**DESCRIPTION OF THE TASK**
Each line of the entries that contains the word "rear" adds one. Reply with the resulting number only.

☆ ☆ ☆

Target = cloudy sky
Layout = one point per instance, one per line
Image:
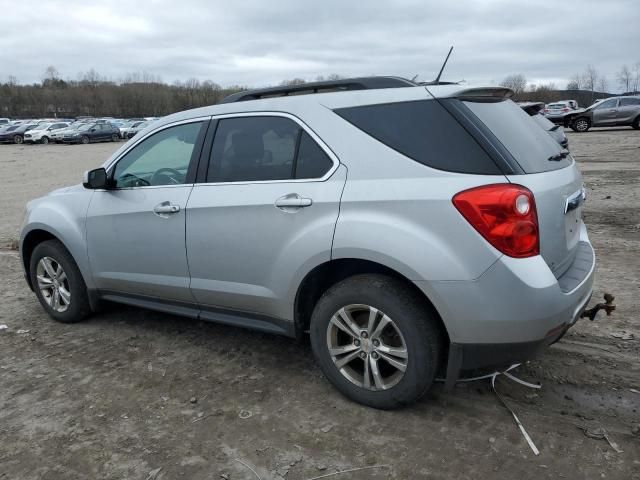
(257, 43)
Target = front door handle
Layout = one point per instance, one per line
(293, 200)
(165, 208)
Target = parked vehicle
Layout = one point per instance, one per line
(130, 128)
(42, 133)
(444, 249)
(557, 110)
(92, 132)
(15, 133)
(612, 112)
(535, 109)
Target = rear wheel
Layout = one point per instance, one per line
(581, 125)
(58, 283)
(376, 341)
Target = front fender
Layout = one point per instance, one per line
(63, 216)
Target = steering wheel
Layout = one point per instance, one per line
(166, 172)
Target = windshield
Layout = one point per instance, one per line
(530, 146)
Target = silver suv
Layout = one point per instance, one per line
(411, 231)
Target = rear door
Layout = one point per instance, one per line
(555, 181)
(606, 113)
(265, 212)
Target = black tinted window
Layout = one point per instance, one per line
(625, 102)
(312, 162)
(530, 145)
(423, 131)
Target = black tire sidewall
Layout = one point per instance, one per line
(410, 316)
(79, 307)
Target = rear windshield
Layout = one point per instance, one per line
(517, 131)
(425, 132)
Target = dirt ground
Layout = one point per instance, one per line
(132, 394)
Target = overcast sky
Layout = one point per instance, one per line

☆ ☆ ☆

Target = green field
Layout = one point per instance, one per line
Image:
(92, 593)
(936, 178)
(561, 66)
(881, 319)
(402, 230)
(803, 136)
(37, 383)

☆ ☆ ☆

**SOLUTION TO THIS EXERCISE**
3